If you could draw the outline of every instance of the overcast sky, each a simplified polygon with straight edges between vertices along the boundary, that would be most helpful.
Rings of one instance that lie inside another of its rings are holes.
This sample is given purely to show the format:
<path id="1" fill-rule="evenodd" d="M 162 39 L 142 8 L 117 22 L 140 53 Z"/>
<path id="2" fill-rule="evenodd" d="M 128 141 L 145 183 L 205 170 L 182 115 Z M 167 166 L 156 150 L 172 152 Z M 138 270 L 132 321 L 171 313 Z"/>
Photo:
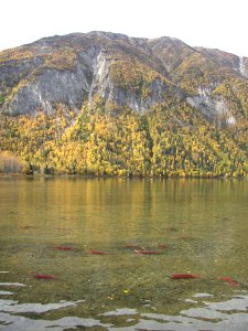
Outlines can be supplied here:
<path id="1" fill-rule="evenodd" d="M 111 31 L 175 36 L 248 56 L 248 0 L 1 0 L 0 50 L 43 36 Z"/>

━━━━━━━━━━

**CHALLENGE:**
Please find each line in the items above containing the word "that", and copy those lines in full.

**FULL SOLUTION:**
If you could draw the outline of every instance of the overcast sky, each a simplified polygon with straight edges between vertices along the boundary, that would be most helpful.
Rings of one instance that lie inside another of its rings are holes.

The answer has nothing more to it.